Extracted data entries:

☆ ☆ ☆ ☆ ☆ ☆ ☆

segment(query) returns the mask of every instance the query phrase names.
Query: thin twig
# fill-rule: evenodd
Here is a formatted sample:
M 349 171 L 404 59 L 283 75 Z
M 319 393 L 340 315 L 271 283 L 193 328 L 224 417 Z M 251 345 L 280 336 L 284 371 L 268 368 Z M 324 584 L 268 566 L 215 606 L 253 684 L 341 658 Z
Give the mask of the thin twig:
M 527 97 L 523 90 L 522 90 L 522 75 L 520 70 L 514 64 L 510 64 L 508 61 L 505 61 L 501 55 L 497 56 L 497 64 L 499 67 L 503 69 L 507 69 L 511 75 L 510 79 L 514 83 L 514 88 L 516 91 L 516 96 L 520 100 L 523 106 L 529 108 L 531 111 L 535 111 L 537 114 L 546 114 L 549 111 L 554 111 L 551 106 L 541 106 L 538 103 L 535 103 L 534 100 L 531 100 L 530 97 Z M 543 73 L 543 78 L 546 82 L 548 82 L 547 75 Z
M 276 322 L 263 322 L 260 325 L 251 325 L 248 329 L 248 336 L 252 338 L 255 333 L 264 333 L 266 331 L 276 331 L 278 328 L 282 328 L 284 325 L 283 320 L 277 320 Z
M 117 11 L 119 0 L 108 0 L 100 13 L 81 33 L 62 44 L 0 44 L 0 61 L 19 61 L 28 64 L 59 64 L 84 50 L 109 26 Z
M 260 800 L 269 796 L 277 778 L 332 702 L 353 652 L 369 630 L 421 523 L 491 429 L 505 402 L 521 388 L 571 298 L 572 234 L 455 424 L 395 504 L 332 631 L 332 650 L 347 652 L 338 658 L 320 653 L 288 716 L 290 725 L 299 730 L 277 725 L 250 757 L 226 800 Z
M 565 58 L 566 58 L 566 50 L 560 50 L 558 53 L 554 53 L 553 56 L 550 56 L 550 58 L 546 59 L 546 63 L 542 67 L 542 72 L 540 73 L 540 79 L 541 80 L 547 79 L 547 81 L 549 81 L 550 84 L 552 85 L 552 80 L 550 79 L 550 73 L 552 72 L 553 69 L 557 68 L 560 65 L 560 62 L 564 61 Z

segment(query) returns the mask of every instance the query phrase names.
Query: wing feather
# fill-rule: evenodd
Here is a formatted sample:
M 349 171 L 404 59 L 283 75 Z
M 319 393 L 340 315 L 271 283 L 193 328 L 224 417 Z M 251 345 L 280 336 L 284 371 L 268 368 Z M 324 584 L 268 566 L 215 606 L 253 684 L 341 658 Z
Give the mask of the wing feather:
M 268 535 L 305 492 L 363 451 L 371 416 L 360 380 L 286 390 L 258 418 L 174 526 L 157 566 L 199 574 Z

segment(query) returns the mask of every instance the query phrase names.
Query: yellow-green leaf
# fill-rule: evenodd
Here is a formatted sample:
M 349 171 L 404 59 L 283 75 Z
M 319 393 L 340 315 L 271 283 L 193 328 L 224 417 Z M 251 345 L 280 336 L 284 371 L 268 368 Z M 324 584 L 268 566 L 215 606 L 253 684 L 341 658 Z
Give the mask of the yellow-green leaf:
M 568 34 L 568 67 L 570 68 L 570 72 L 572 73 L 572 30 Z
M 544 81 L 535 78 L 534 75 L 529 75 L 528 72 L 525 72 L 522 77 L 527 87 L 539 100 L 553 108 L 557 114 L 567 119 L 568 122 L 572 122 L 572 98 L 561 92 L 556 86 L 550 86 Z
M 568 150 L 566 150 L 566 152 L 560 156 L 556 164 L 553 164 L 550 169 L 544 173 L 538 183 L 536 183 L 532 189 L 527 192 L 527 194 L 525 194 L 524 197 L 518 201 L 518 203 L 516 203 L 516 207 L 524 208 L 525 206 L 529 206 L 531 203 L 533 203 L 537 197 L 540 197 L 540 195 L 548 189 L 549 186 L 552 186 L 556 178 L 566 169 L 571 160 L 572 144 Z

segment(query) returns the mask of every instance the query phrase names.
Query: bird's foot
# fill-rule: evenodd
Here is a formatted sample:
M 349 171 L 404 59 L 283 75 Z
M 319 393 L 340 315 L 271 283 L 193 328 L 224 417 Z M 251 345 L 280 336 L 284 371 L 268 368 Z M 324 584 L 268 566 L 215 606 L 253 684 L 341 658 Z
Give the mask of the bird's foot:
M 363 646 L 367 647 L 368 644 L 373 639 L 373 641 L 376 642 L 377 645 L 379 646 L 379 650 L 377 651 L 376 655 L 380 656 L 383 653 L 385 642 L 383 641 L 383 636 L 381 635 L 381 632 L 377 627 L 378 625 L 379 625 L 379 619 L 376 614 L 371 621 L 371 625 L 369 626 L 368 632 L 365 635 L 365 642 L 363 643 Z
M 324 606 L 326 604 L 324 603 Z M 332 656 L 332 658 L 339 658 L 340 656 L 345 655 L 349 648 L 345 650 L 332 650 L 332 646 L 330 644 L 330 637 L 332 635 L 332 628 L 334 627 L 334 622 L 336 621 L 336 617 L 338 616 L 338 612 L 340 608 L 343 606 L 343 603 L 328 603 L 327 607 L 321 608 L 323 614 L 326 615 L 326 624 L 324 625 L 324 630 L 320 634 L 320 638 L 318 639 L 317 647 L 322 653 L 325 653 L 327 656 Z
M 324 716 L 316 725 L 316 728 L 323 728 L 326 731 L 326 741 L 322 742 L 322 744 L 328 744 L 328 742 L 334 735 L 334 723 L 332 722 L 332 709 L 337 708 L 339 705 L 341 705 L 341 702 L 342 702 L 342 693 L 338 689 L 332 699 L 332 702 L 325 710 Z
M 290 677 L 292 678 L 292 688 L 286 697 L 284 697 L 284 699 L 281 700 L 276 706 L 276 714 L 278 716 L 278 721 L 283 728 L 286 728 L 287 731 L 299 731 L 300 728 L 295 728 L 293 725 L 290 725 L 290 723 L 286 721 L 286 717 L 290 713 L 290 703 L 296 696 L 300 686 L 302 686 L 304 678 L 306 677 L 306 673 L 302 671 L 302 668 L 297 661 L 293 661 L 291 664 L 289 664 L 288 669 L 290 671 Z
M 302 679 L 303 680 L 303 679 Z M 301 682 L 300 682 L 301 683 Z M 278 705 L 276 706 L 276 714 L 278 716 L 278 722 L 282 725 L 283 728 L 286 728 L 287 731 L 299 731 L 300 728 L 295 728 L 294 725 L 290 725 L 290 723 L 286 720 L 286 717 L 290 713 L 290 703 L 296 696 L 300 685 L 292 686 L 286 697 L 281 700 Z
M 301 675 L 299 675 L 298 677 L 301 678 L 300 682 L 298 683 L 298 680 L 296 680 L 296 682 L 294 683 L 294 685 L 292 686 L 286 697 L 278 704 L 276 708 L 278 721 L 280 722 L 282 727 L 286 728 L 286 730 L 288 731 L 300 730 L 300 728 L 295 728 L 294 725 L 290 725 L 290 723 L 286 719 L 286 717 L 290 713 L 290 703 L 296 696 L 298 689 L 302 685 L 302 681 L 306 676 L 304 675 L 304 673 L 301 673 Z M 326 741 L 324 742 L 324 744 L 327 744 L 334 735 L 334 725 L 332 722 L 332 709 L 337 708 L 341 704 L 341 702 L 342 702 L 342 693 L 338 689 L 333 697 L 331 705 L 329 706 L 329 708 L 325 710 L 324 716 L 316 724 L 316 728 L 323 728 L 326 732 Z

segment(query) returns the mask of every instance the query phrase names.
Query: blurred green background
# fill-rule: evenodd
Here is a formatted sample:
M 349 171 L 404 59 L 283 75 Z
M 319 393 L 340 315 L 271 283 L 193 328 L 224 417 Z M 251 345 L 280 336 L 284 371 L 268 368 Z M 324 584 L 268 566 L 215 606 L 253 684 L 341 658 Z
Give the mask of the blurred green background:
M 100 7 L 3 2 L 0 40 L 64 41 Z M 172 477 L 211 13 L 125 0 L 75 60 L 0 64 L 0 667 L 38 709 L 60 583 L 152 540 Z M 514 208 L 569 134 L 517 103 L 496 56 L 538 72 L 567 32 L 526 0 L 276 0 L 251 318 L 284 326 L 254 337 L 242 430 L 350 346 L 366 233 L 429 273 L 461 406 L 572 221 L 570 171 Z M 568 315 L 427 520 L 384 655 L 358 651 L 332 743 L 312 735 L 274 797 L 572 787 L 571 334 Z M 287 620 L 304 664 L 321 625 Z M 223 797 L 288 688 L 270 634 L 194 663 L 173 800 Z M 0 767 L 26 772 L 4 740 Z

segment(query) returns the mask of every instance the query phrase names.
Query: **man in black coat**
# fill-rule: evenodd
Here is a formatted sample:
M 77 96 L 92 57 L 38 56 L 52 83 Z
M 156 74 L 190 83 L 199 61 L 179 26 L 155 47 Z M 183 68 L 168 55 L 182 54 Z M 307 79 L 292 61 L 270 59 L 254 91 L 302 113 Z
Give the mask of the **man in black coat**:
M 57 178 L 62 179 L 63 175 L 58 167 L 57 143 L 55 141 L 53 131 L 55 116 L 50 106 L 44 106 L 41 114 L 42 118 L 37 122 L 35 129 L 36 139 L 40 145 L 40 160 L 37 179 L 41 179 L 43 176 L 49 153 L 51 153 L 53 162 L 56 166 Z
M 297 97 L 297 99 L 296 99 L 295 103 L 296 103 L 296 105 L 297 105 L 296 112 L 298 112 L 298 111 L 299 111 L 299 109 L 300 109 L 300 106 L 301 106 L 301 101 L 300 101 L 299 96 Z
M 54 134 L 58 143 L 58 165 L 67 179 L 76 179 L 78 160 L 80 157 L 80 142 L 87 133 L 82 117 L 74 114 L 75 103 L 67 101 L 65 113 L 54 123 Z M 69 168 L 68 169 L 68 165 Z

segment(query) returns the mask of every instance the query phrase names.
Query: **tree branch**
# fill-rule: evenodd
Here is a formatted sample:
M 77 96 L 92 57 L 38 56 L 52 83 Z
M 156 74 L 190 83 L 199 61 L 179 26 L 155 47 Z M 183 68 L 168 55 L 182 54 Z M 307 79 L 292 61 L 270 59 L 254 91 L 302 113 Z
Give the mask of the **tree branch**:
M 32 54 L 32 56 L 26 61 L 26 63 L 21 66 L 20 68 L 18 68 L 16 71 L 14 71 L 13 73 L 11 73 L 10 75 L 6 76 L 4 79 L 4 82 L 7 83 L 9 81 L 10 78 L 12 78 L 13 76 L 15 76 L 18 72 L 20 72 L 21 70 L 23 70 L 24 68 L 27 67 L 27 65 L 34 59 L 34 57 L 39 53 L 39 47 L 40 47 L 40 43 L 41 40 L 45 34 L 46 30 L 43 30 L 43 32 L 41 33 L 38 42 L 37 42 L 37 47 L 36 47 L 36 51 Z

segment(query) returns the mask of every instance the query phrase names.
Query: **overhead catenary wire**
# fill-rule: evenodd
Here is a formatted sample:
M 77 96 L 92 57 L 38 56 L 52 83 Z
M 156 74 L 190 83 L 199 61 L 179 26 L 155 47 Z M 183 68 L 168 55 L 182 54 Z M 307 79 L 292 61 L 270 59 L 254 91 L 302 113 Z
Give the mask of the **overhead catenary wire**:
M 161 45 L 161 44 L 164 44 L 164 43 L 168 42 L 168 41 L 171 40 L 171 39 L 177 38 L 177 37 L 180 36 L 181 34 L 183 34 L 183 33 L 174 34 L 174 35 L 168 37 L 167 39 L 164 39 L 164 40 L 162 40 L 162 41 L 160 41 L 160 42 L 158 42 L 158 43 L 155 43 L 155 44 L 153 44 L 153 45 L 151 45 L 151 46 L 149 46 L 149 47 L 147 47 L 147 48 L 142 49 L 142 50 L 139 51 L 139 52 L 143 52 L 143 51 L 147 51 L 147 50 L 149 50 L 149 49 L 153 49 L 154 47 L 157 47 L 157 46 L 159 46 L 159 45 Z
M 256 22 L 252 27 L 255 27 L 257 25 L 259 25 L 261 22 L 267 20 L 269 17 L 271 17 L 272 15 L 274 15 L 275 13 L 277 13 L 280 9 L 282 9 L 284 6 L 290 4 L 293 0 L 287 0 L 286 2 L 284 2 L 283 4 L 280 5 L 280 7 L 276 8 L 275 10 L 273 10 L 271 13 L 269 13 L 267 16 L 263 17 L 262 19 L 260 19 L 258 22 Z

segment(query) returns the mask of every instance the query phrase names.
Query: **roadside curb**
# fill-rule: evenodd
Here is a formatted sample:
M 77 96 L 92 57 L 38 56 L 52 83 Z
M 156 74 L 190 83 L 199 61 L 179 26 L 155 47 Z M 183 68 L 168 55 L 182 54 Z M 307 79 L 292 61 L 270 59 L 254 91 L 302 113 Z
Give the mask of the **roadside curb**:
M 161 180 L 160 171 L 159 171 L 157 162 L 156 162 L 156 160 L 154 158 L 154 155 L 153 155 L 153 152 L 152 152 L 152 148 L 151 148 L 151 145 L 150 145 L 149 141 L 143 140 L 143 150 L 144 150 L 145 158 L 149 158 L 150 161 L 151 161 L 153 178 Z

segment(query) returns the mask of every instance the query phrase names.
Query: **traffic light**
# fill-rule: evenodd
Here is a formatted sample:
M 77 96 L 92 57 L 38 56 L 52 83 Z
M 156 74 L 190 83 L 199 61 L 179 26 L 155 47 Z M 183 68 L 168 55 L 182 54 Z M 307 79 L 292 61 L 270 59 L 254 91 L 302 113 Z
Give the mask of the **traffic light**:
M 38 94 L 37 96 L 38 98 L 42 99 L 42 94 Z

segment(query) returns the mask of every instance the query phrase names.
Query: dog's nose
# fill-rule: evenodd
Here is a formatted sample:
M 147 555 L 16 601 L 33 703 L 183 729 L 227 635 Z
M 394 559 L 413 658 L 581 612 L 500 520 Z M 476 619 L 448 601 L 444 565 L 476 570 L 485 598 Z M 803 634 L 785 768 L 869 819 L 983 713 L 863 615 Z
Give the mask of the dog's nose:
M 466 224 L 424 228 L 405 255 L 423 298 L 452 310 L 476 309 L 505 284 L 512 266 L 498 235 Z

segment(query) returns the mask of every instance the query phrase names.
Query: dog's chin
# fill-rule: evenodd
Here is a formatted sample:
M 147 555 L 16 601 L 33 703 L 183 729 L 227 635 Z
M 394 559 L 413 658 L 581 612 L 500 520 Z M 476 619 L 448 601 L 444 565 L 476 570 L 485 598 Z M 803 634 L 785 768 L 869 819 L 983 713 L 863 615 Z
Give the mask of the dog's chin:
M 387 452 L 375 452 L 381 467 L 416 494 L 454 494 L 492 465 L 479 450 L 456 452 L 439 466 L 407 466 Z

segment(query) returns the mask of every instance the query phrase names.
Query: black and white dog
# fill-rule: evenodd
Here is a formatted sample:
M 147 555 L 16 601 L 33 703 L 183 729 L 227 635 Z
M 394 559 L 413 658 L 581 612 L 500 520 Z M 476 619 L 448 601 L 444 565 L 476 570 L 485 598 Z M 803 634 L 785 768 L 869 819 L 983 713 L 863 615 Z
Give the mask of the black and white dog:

☆ ☆ ☆ ☆ ☆ ☆ ☆

_Problem details_. Beginning at the line containing "Query: black and white dog", repeat each line exactly through the last line of the entries, and include no other lines.

_Solution to the exercise_.
Query: black and white dog
# fill-rule: evenodd
Here is a formatted sample:
M 147 555 L 16 601 L 33 703 L 183 729 L 227 635 Z
M 394 559 L 413 658 L 581 612 L 500 520 Z M 476 619 L 448 601 L 444 565 L 476 570 L 485 598 Z M 803 634 L 785 768 L 869 819 L 983 713 L 863 615 Z
Give the mask of the black and white dog:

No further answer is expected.